→ DATA PROVIDED
* * * * * * *
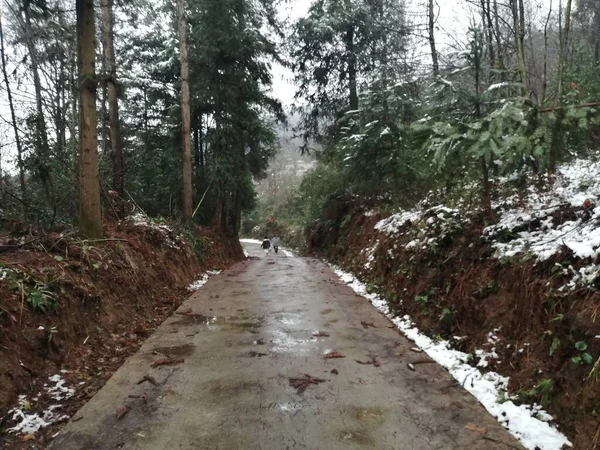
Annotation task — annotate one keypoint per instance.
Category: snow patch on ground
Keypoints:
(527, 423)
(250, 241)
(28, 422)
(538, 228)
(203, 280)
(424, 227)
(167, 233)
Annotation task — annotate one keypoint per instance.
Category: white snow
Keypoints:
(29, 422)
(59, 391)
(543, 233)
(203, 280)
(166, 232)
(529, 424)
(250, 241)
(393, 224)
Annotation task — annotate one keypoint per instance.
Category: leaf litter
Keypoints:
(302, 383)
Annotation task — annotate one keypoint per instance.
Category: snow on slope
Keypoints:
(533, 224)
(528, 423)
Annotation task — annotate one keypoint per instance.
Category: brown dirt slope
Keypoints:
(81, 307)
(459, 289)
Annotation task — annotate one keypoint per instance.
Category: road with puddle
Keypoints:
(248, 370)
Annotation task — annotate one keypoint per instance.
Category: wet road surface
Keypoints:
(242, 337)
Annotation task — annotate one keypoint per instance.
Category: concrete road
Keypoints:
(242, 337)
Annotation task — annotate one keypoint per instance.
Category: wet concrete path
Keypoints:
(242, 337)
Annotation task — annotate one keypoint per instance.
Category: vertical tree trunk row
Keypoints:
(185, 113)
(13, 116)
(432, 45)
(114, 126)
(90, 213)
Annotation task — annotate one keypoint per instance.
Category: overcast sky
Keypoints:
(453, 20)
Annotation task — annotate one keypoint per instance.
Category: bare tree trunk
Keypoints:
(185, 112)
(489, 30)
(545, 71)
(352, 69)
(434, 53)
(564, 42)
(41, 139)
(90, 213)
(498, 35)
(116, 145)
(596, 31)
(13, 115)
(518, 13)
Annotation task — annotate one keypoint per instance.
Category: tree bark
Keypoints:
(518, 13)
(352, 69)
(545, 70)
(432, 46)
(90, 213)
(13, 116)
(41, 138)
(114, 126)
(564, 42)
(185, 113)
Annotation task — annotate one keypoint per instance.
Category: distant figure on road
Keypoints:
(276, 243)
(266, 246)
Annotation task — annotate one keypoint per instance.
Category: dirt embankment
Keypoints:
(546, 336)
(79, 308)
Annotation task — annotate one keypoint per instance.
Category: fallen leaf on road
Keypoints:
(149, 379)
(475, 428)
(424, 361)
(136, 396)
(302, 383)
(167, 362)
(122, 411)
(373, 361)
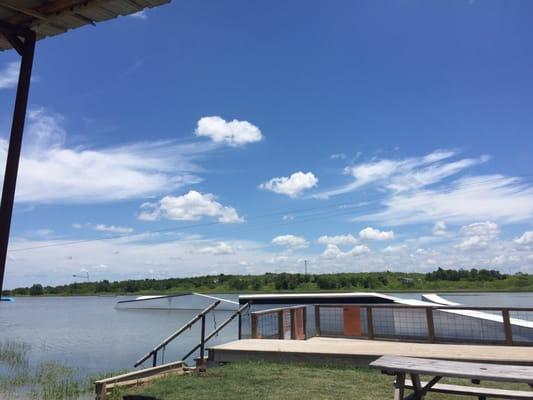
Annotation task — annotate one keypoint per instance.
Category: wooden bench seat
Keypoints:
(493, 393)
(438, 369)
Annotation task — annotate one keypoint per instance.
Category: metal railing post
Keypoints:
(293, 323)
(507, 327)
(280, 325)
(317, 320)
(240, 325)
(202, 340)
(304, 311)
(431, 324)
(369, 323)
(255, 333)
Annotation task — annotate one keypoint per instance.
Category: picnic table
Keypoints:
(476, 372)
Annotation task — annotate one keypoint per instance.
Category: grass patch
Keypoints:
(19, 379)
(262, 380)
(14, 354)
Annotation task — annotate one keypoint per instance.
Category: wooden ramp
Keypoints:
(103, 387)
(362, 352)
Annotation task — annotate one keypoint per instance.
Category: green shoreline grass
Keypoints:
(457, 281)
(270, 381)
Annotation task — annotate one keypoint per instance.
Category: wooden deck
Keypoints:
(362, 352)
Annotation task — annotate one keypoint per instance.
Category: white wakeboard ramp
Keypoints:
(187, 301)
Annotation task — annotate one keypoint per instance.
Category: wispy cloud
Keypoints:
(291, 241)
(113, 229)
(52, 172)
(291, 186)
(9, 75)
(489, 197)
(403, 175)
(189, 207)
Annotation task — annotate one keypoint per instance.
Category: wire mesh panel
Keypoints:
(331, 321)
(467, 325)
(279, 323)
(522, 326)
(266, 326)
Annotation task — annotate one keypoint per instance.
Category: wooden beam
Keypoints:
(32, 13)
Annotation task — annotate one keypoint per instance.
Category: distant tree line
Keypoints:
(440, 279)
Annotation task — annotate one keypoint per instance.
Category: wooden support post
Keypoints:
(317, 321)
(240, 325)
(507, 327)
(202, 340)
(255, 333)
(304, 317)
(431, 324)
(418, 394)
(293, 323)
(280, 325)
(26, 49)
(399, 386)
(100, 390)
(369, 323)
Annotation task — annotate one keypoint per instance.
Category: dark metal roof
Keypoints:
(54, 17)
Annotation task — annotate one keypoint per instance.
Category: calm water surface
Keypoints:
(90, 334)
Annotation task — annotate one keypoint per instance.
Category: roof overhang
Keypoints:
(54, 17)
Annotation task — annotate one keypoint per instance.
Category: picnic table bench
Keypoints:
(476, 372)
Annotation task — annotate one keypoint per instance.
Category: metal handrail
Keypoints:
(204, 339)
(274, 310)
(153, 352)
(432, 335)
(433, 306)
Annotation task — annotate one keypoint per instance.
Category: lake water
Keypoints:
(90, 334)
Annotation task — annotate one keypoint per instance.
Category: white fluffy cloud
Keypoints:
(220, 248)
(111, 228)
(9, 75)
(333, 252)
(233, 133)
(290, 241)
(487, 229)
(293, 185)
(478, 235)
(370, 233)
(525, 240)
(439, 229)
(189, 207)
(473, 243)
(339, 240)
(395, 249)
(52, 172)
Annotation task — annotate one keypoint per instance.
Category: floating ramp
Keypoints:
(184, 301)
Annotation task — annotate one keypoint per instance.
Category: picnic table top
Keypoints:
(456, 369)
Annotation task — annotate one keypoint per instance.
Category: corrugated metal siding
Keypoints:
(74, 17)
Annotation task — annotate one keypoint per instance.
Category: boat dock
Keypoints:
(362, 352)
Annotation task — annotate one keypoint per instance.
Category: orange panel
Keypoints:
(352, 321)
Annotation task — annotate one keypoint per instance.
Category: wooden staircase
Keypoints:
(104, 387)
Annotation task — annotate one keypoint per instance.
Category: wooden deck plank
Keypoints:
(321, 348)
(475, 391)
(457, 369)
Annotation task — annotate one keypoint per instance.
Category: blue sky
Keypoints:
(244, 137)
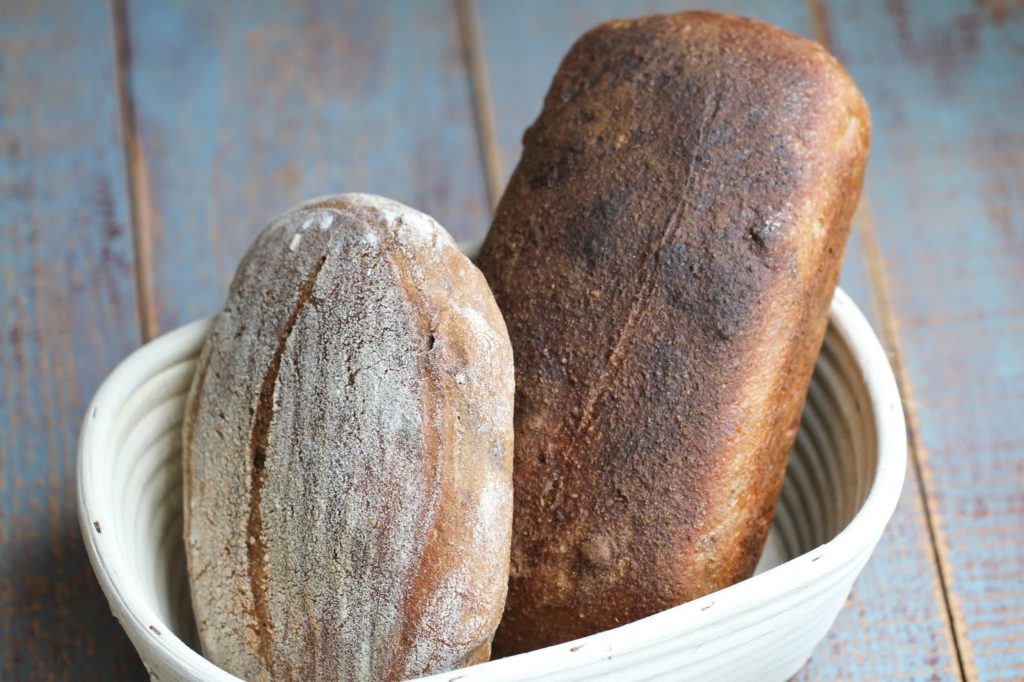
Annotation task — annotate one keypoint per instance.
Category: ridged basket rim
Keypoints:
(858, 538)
* * * * * * *
→ WHAT YOU NEED TO DO
Output the records above exactly; leave out the pictures.

→ TASK OUTPUT
Annotation task — annotate one keypoint per instance.
Category: snow patch on ground
Keypoints:
(527, 423)
(250, 241)
(28, 422)
(538, 228)
(203, 280)
(424, 227)
(167, 233)
Annotation task — annotate one keypoint per instance.
Category: white snow
Keypoints:
(29, 422)
(59, 391)
(543, 233)
(203, 280)
(166, 232)
(529, 424)
(250, 241)
(393, 224)
Annotation task — annotate one keypoint per instance.
Category: leaf litter
Keypoints:
(302, 383)
Annotation task — annotate one keypoint per instance.
Category: snow on slope
Keypoints:
(533, 224)
(528, 423)
Annotation task — annotate one keypoint per instance.
Category: brown dirt slope
Keypoints:
(81, 307)
(459, 289)
Annotation task — annotate one keypoint per instance.
Category: road with puddle
Keypoints:
(248, 370)
Annotation task — annotate one keypoint per instance.
Category: wet road surface
Keypoints:
(242, 337)
Annotation task — annotate one keypoint per instance.
Category: concrete road
Keypoints:
(242, 337)
Annotation task — annotate one keypoint per instance.
Category: wet concrete path
Keypoints:
(242, 337)
Annotation task — annotate one keypoint per instance.
Category: vertical tree trunk row
Keypoints:
(185, 113)
(13, 116)
(432, 45)
(114, 126)
(90, 213)
Annotation task — annotate one keypoint per instance.
Category: overcast sky
Keypoints:
(453, 20)
Annotation task — annotate one keypoint per instance.
Category: bare tree trunk
Keypoints:
(185, 112)
(489, 30)
(545, 71)
(352, 69)
(434, 53)
(564, 42)
(41, 139)
(90, 213)
(498, 35)
(116, 145)
(596, 31)
(13, 115)
(518, 13)
Annotation task — annotate one keypoint per instance.
Category: tree bark
Keypoints:
(518, 13)
(352, 69)
(545, 70)
(432, 46)
(90, 213)
(13, 116)
(41, 138)
(114, 126)
(564, 42)
(185, 113)
Annotation task — annotate one keypoint per instance.
Category: distant figure on road
Keypoints:
(276, 243)
(266, 246)
Annotation task — annotate one keypoint per instance.
Category: dirt embankment
Keypoints:
(546, 336)
(79, 308)
Annotation task — annotate one keypoint per instance.
Category: fallen leaf on road
Keypoints:
(149, 379)
(475, 428)
(424, 361)
(136, 396)
(302, 383)
(167, 362)
(122, 411)
(373, 361)
Annotation task — annotate one keypoint per instance.
Category: wooden bench seat
Keypoints:
(493, 393)
(438, 369)
Annotation task — annotate one keypoint per instance.
Category: metal railing post
Keypoints:
(293, 323)
(507, 327)
(280, 325)
(317, 320)
(240, 325)
(202, 340)
(304, 311)
(431, 324)
(369, 323)
(255, 333)
Annotation task — annotate one keypoint per instance.
Category: picnic table
Keypoints:
(476, 372)
Annotation task — annotate one keypoint per instance.
Category: grass patch
Keypoints:
(19, 379)
(262, 380)
(14, 354)
Annotation task — annotate one keypoint per instance.
Category: wooden ramp
Keypoints:
(103, 387)
(362, 352)
Annotation task — annotate one keypoint per instance.
Category: green shoreline grass
Keypoints:
(457, 281)
(270, 381)
Annotation task — annotate one keypoint per instance.
Category: wooden deck
Keypoints:
(362, 352)
Annotation task — annotate one keypoint per instance.
Category: white wakeboard ramp
Keypoints:
(187, 301)
Annotation task — annotate one keypoint per instance.
Category: wispy cloud
Keypoints:
(291, 241)
(113, 229)
(52, 172)
(291, 186)
(9, 75)
(489, 197)
(403, 175)
(189, 207)
Annotation task — annotate one keypoint per instance.
Category: wire mesh panel
Keypoints:
(331, 321)
(467, 325)
(279, 323)
(522, 326)
(266, 326)
Annotation task — annotate one keypoint per instance.
Category: wooden beam
Keypoints:
(32, 13)
Annotation task — annotate one keypoint per instance.
Category: distant tree line
Keypoints:
(440, 279)
Annotation task — annotate one keypoint per instance.
Category: wooden support post
Keypoints:
(317, 321)
(240, 325)
(507, 327)
(202, 340)
(255, 333)
(304, 317)
(431, 324)
(418, 394)
(293, 323)
(280, 325)
(26, 49)
(399, 386)
(100, 390)
(369, 323)
Annotation task — annotate one keypoint per instance.
Category: dark metal roof
Keypoints:
(54, 17)
Annotation task — annotate one keypoint per instance.
Category: calm water surface
Keypoints:
(90, 334)
Annotation task — annotate one keypoint per instance.
Category: roof overhang
Keypoints:
(54, 17)
Annotation task — annotate one keypoint per instance.
Category: picnic table bench
Keypoints:
(476, 372)
Annotation task — annotate one keypoint per instance.
Category: metal handrail
Keypoints:
(204, 339)
(274, 310)
(153, 352)
(432, 335)
(433, 306)
Annotation task — annotate one keypoint per instance.
Category: lake water
Keypoints:
(90, 334)
Annotation task — annotate one keypoint per instance.
Category: white fluffy cloud
Keypoints:
(220, 248)
(111, 228)
(9, 75)
(333, 252)
(233, 133)
(290, 241)
(487, 229)
(293, 185)
(478, 235)
(370, 233)
(525, 240)
(439, 229)
(189, 207)
(473, 243)
(339, 240)
(395, 249)
(52, 172)
Annotation task — annotate one keypoint per instance.
Category: floating ramp
Keypoints:
(184, 301)
Annotation task — annotate one keypoint per instance.
Category: picnic table top
Keypoints:
(456, 369)
Annotation task — annotate one keypoint per instance.
Category: corrugated metal siding
Keypoints:
(74, 17)
Annotation task — annotate one keypoint per instance.
Category: boat dock
Keypoints:
(362, 352)
Annotation task — annotate one keypoint per instance.
Category: orange panel
Keypoints:
(352, 321)
Annotation task — annotate one keypoint per instance.
Category: wooden staircase
Keypoints:
(104, 387)
Annotation task — annotate one keypoint per instance.
Category: wooden deck plank
Keypoints:
(321, 348)
(475, 391)
(457, 369)
Annotation task — annotate one keypoint per instance.
Category: blue sky
Keypoints:
(244, 137)
Annotation task — annotate one keypoint per instance.
Category: ridged basket rim
Keypoints:
(858, 538)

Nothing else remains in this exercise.